* Job: Carry the thread on field naming in the schema forward from its final post.

As discussed in #9 there are also cases where the host from your and destination should end up in one field. For these cases the copy_to feature could be used. Here a small example:

PUT ecs
{
  "mappings": {
    "_doc": {
      "properties": {
        "connection.source.host.name": {
          "type": "keyword",
          "copy_to": "host.name" 
        },
        "connection.destination.host.name": {
          "type": "keyword",
          "copy_to": "host.name" 
        },
        "host.name": {
          "type": "keyword"
        }
      }
    }
  }
}

PUT ecs/_doc/1
{
  "connection.source.host.name": "elastic.co",
  "connection.destination.host.name": "ruflin.com"
}

GET ecs/_search
{
  "query": {
    "match": {
      "host.name": { 
        "query": "ruflin.com"
      }
    }
  }
}

The host.name field can not be used to query for host.name from source and destination.

urso · 2018-07-25T12:30:03Z

As connection.forwarded_ip is for a proxy, I wonder if we want to be able to add more fields to forward? E.g. host, location, datacenter, domain...

strawgate · 2018-07-25T19:45:13Z

This is a pretty fundamental change to the schema -- should we be planning that this will be included if we are hoping to conform to this schema? Do we know when this might be approved or merged?

praseodym · 2018-07-25T20:59:42Z

I quite dislike how this pull request introduces vastly longer field names for mostly superfluous categorisation. In terms of daily usability I much prefer source.ip over connection.source.host.ip.

ruflin · 2018-07-26T11:57:15Z

@urso Interesting idea. So you are basically saying a proxy is also a host with additional info? Is forward_ip always coming from a proxy?

@strawgate There is no conclusion yet on this topic and the reason it's here for discuss. Outcome not clear yet.

@praseodym Can you share a bit more background on the problem of long field names? If it is the typing, I wonder how much the auto complete in newer Kibana versions solves this issue?

urso · 2018-07-26T12:44:51Z

Interesting idea. So you are basically saying a proxy is also a host with additional info? Is forward_ip always coming from a proxy?

Rows from a pointing dataset
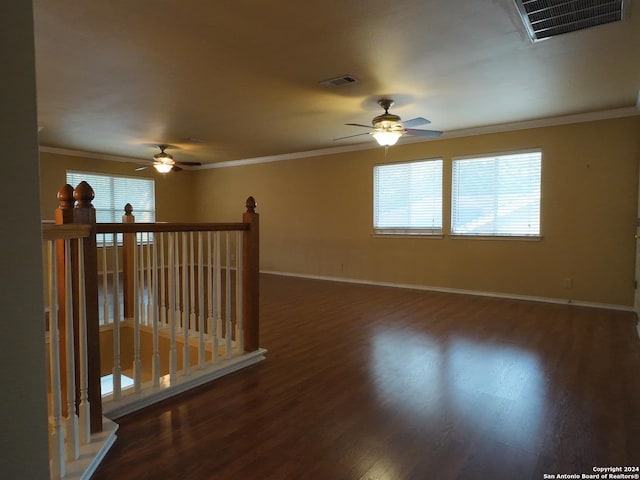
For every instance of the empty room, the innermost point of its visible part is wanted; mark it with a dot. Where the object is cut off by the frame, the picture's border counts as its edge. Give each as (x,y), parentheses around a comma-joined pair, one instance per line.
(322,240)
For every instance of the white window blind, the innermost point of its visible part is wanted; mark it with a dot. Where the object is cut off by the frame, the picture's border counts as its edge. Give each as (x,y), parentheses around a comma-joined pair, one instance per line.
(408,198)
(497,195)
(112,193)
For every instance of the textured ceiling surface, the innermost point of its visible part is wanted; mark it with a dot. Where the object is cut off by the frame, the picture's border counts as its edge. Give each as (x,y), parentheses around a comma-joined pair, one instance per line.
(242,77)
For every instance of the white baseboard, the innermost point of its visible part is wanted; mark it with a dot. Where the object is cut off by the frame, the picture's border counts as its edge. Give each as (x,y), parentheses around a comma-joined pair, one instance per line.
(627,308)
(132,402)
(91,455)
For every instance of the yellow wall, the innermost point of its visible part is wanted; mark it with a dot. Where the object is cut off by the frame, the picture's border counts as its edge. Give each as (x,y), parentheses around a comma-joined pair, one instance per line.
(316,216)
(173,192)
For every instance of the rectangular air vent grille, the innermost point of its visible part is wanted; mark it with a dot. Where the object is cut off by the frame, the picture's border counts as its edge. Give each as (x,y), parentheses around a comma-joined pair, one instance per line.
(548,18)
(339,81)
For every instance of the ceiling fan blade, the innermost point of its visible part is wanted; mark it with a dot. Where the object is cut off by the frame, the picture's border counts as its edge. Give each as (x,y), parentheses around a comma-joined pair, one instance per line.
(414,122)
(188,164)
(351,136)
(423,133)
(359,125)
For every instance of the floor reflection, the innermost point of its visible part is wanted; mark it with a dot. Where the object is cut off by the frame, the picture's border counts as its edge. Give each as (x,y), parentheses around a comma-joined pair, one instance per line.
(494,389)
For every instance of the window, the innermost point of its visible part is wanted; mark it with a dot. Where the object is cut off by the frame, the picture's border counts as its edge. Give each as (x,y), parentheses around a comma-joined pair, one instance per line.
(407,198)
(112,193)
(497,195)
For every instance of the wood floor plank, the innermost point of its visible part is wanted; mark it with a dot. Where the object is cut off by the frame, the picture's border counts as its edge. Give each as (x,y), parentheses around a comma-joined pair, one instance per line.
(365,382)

* Response for this exercise:
No idea where forwarded_ip comes from. Use case and such. Descriptions says something proxy, so I wondered why a proxy is not allowed to have a host and other similar settings. Why does source and destination have a rich structure while you only reserve one field for the proxy?

In the schema the source field can be either a proxy or the actual source. Presence of forward_ip changes the meaning of the source ip? Why not source.origin_ip? It's just that something doesn't feel consistent

Checking the proposal again, I wonder if connection and <X>.host carries redundant information. I understand we used to have source.host, which implicitely states that source is a network based endpoint. But by introducing a connection namespace, the schema implies that source/destination are network based endpoints. How about
connection.source.mac, connection.source.ip, connection.source.port, connection.source.hostname, connection.source.fqdn... ?

spartan782 · 2018-08-01T19:12:00Z

I think that there should be a consideration for tools that do not log Source and Destination. I propose there should be 2 different fields. One for tools that use source and destination, and another for tools that are sessionized. For example, the tool bro uses Originating and Responding because it keeps track and logs each conversation rather than individual packets.

dcode · 2018-08-02T03:52:30Z

I like the concept for connection oriented tools, but can't we just put it under network instead of connection?

It's shorter.
network is already a prefix
Where this really pays off is searching across network-oriented logs (i.e. bro, netflow, suricata, etc), and process oriented logs that contain information gleaned from the operating system socket listings.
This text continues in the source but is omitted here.